REQUIREMENT: Every entry needs to be duplicated exactly.

═══ MATERIAL FOR THE TASK

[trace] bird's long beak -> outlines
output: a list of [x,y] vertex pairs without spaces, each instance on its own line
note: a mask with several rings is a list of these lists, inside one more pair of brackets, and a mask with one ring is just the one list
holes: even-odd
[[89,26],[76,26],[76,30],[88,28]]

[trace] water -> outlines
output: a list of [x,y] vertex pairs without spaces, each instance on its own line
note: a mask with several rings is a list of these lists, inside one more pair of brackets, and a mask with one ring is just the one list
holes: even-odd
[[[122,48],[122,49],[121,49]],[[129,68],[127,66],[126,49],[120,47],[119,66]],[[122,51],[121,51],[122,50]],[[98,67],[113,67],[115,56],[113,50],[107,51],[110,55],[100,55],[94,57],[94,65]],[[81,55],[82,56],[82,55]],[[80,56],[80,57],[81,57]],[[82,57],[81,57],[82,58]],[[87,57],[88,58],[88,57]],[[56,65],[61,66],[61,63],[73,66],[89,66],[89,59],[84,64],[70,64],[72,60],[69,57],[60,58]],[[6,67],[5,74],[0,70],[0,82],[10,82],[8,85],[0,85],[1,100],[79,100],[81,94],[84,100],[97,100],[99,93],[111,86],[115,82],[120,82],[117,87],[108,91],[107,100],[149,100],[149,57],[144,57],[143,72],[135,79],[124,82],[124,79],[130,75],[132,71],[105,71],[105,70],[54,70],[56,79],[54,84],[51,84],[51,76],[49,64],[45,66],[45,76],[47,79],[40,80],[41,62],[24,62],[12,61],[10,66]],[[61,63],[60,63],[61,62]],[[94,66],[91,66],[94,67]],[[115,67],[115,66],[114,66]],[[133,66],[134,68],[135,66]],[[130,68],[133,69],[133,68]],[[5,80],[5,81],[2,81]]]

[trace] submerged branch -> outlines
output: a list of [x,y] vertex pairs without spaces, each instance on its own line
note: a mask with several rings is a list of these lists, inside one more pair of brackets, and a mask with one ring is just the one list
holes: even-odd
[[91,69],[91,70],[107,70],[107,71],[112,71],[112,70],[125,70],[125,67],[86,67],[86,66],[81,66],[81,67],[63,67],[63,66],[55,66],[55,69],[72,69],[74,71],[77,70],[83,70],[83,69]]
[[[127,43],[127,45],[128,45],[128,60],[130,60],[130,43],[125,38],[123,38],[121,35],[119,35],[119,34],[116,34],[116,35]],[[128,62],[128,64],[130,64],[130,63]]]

══════

WRITTEN RESPONSE:
[trace] bird's long beak -> outlines
output: a list of [x,y] vertex pairs without spaces, each instance on its own line
note: a mask with several rings is a list of these lists, inside one more pair of brackets, and a mask with one ring is just the one list
holes: even-odd
[[89,26],[76,26],[76,30],[88,28]]

[trace] water -> outlines
output: a list of [x,y] vertex pairs without spaces, each instance on its own line
note: a mask with several rings is a list of these lists, inside one more pair of brackets, and a mask with one ring is just the one list
holes: even-odd
[[[122,48],[122,49],[121,49]],[[129,68],[127,66],[126,49],[120,47],[119,66]],[[122,51],[121,51],[122,50]],[[98,67],[113,67],[115,56],[113,50],[107,51],[110,55],[100,55],[94,57],[94,65]],[[81,55],[82,56],[82,55]],[[80,56],[80,57],[81,57]],[[82,57],[81,57],[82,58]],[[87,57],[88,58],[88,57]],[[56,65],[61,66],[61,63],[73,66],[89,66],[89,59],[84,64],[70,64],[72,60],[69,57],[60,58]],[[6,67],[5,74],[0,70],[0,82],[10,82],[8,85],[0,85],[1,100],[79,100],[81,94],[84,100],[97,100],[99,93],[111,86],[115,82],[120,82],[117,87],[108,91],[107,100],[149,100],[149,57],[144,57],[143,72],[135,79],[124,82],[124,79],[130,75],[132,71],[105,71],[105,70],[54,70],[56,79],[54,84],[51,84],[51,76],[49,64],[45,66],[45,76],[47,79],[40,80],[41,62],[24,62],[12,61],[10,66]],[[61,63],[60,63],[61,62]],[[94,66],[91,66],[94,67]],[[115,67],[115,66],[114,66]],[[133,66],[134,68],[135,66]],[[130,68],[133,69],[133,68]],[[5,80],[5,81],[2,81]]]

[trace] submerged branch -> outlines
output: a list of [x,y] vertex pairs without spaces, each instance on its own line
note: a mask with several rings is a list of these lists, inside one more pair of brackets, and a mask with one ring is just the one list
holes: even-odd
[[91,69],[91,70],[107,70],[107,71],[112,71],[112,70],[125,70],[125,67],[86,67],[86,66],[81,66],[81,67],[63,67],[63,66],[55,66],[55,69],[72,69],[74,71],[77,70],[83,70],[83,69]]
[[[127,43],[127,45],[128,45],[128,60],[130,60],[130,43],[125,38],[123,38],[121,35],[119,35],[119,34],[116,34],[116,35]],[[128,62],[128,64],[130,64],[130,63]]]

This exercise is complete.